Goal: Copy the lines verbatim, beginning with the line that contains "[locate] the green credit" and continuing through the end of the data, and only those lines.

Information supplied:
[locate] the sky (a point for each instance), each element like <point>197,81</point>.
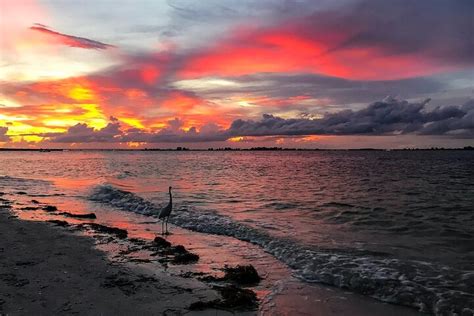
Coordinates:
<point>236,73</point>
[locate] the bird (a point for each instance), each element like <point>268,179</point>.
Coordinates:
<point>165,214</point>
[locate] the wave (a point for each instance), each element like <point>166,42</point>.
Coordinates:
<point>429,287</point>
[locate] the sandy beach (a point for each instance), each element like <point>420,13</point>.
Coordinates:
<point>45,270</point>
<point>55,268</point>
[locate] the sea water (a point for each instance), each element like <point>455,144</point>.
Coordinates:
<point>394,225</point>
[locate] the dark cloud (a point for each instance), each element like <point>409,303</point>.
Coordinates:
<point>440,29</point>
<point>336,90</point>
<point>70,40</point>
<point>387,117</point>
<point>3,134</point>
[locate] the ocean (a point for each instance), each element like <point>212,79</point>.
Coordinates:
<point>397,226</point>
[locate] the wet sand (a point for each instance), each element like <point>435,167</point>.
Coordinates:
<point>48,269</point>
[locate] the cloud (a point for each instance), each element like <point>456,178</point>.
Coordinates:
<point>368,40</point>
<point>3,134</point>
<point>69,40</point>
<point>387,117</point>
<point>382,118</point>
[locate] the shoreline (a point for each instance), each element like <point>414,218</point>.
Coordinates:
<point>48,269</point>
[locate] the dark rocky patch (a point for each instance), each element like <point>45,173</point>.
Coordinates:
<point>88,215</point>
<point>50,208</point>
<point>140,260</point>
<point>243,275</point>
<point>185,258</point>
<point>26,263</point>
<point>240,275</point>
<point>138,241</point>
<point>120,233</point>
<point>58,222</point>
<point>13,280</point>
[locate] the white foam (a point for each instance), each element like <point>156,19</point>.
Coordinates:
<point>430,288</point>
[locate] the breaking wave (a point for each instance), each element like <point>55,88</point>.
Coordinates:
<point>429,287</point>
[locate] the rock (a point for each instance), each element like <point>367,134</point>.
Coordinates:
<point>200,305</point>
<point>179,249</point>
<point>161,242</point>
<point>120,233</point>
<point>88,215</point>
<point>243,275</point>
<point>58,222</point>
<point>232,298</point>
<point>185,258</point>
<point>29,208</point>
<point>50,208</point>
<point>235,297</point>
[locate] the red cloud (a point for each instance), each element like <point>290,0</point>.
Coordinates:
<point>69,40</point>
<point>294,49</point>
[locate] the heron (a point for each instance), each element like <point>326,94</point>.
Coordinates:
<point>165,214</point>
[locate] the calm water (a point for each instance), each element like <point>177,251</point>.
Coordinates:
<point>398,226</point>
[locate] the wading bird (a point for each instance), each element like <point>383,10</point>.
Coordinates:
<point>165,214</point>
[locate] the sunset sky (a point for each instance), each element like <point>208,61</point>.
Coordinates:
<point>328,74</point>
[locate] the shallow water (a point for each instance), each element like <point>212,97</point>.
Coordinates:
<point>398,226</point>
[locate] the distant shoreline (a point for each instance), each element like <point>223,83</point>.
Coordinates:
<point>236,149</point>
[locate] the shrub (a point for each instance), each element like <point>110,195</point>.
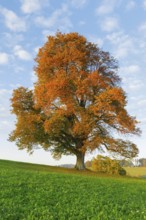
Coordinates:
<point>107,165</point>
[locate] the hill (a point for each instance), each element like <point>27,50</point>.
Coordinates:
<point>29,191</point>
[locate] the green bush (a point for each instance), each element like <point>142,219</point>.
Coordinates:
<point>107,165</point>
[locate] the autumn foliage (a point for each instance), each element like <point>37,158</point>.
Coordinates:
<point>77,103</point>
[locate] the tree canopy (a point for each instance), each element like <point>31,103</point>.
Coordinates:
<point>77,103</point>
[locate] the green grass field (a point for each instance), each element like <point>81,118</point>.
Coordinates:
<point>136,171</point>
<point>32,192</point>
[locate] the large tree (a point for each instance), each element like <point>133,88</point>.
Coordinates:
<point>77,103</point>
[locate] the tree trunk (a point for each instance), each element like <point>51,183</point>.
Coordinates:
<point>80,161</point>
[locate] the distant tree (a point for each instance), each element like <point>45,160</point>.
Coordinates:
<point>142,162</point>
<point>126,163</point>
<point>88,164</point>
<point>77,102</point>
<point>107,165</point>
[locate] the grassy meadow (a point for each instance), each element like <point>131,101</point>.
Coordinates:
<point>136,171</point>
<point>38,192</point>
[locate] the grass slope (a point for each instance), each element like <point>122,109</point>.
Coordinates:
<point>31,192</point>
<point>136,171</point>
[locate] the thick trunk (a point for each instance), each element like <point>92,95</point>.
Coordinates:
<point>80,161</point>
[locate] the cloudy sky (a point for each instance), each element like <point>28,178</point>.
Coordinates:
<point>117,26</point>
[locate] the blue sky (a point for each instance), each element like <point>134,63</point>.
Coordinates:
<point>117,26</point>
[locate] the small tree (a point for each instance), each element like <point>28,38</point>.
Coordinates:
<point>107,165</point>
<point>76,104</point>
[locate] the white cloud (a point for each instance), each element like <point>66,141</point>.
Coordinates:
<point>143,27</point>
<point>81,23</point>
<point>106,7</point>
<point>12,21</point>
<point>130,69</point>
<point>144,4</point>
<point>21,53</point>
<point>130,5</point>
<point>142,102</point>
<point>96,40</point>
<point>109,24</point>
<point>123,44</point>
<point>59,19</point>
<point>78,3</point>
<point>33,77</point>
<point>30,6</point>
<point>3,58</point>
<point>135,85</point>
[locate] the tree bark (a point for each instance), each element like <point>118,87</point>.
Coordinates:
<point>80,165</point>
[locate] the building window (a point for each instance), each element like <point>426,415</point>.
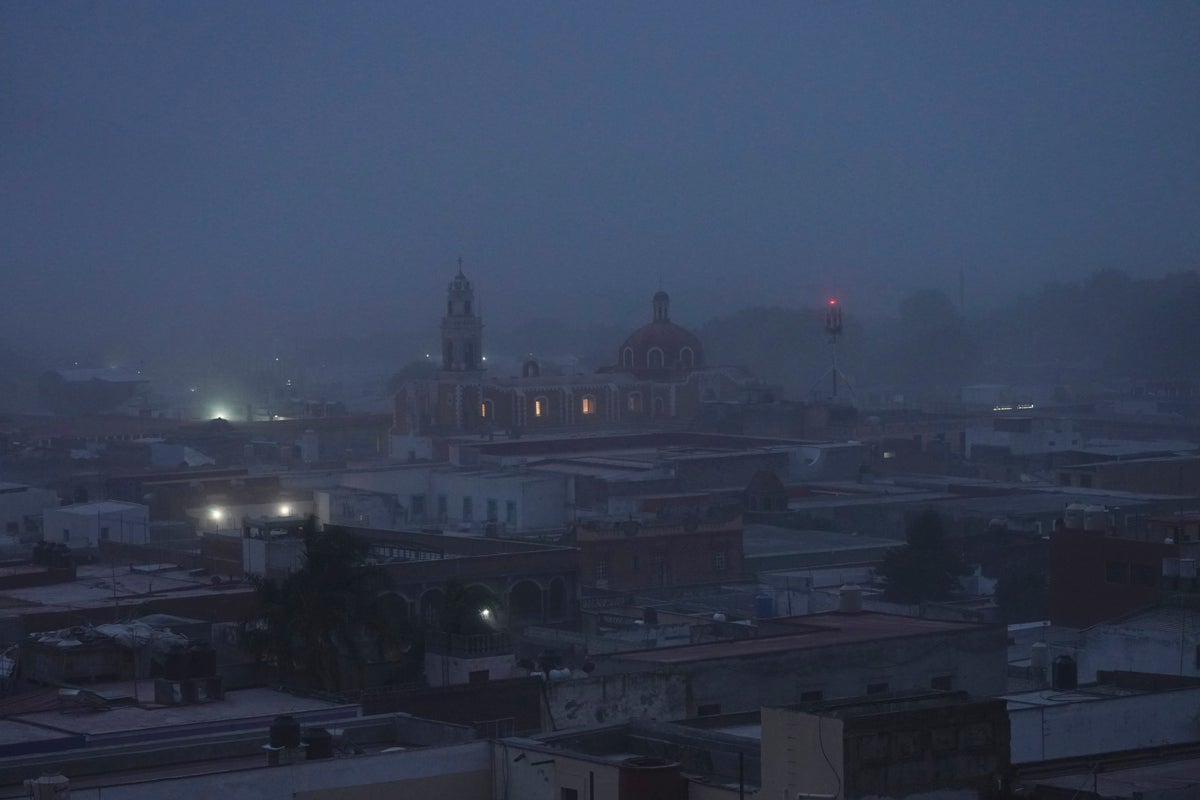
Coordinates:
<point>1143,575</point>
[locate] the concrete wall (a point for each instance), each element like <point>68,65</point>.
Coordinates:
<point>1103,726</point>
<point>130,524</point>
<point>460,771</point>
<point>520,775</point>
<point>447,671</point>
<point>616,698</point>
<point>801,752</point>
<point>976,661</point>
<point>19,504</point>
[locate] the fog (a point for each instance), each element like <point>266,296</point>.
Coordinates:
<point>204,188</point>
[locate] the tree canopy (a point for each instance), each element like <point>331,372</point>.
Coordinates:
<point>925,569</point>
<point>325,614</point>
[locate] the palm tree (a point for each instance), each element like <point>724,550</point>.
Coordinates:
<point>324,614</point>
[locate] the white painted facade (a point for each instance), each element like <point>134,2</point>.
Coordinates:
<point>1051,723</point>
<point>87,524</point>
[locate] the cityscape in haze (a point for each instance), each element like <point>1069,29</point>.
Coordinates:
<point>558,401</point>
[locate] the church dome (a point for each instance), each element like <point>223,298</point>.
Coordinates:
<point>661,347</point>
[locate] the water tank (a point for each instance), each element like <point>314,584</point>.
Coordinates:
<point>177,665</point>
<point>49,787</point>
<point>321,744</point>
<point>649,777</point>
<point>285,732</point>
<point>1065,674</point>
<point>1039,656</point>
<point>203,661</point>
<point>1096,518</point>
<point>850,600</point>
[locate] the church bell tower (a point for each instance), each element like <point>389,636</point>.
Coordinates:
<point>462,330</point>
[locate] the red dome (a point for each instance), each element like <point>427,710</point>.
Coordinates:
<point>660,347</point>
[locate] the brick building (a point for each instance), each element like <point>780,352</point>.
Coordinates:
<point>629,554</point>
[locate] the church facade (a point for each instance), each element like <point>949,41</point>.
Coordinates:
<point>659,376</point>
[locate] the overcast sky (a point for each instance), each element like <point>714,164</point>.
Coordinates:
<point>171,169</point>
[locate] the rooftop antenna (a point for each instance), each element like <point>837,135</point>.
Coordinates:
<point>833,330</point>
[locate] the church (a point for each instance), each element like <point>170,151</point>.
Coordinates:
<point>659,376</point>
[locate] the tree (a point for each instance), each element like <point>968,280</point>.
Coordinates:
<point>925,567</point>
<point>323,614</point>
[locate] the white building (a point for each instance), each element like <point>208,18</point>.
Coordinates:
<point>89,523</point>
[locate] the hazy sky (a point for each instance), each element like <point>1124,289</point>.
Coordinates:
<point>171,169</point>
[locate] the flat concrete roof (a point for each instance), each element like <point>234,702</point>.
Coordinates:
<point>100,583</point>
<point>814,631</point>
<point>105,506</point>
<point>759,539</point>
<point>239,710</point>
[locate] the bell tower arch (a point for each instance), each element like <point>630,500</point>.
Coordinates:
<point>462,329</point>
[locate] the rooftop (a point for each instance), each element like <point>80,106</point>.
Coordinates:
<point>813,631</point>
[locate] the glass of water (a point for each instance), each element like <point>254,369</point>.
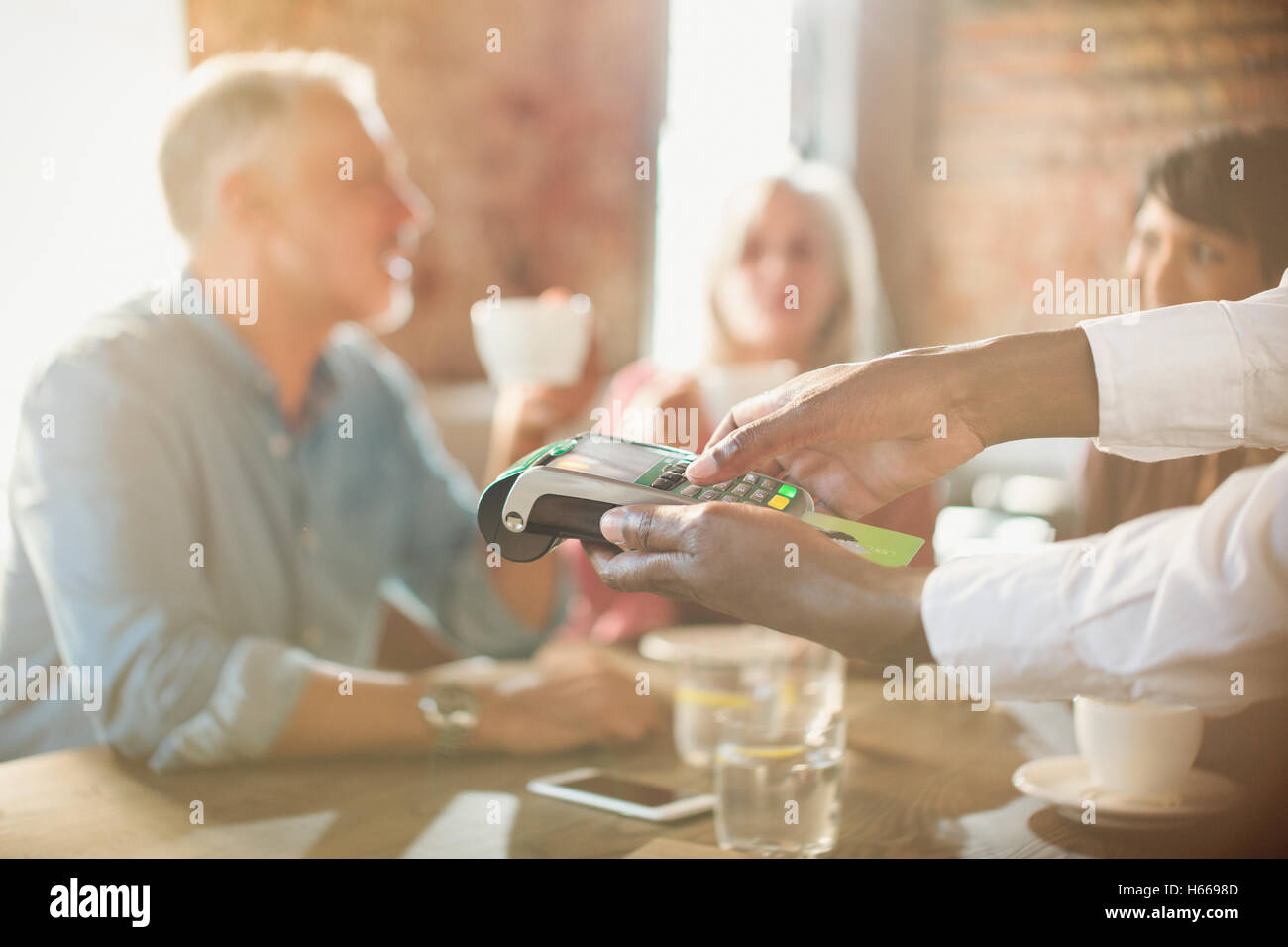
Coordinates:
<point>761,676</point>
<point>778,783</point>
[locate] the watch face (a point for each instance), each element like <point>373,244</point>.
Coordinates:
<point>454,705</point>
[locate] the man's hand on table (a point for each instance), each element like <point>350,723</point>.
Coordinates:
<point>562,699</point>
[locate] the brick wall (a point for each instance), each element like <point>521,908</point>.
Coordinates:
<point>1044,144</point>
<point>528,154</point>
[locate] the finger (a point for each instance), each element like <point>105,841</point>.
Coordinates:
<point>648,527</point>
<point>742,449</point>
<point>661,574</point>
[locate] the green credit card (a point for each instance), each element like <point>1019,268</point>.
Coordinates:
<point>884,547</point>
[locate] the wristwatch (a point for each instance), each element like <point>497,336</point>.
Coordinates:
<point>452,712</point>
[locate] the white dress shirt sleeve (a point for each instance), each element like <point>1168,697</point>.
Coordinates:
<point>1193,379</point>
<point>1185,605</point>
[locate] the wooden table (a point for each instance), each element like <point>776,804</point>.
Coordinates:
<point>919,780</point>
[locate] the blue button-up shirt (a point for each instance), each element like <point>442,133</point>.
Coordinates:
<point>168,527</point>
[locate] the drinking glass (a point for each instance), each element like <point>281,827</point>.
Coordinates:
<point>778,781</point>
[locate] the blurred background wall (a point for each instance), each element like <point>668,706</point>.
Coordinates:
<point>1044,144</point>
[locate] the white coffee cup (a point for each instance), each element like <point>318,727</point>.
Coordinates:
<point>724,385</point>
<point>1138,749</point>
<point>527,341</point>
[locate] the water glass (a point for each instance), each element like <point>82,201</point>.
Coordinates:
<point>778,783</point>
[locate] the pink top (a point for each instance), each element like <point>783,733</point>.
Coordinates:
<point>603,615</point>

Solution to the exercise:
[locate] the green credit card (a point for each instance), each element like <point>1019,268</point>.
Coordinates:
<point>884,547</point>
[locate] the wristwatch (a point for each instance), each element like <point>497,336</point>.
Coordinates:
<point>452,712</point>
[locate] the white dress shirt sleeve (a point for each instance), each element like <point>1168,697</point>.
Coordinates:
<point>1193,379</point>
<point>1185,605</point>
[locate] the wooden table (a point for each instance), each element like <point>776,804</point>.
Coordinates:
<point>919,780</point>
[locate] the blue button-up shirt (a point for each instance), each element like <point>442,133</point>.
Coordinates:
<point>168,527</point>
[locate] the drinking glass (a point for each instance), each element like <point>281,827</point>.
Coordinates:
<point>778,781</point>
[locate] the blurred background wall (a point for each instance), each element like <point>668,706</point>.
Coordinates:
<point>1044,144</point>
[locate] the white coffee cup (a point for each instance), each element like <point>318,727</point>.
Coordinates:
<point>724,385</point>
<point>1138,749</point>
<point>527,341</point>
[locate] the water glass (a point for each instance), each element like <point>82,201</point>.
Coordinates:
<point>778,783</point>
[locate] the pink top (a point for each instance), each element like <point>783,733</point>.
Coordinates:
<point>603,615</point>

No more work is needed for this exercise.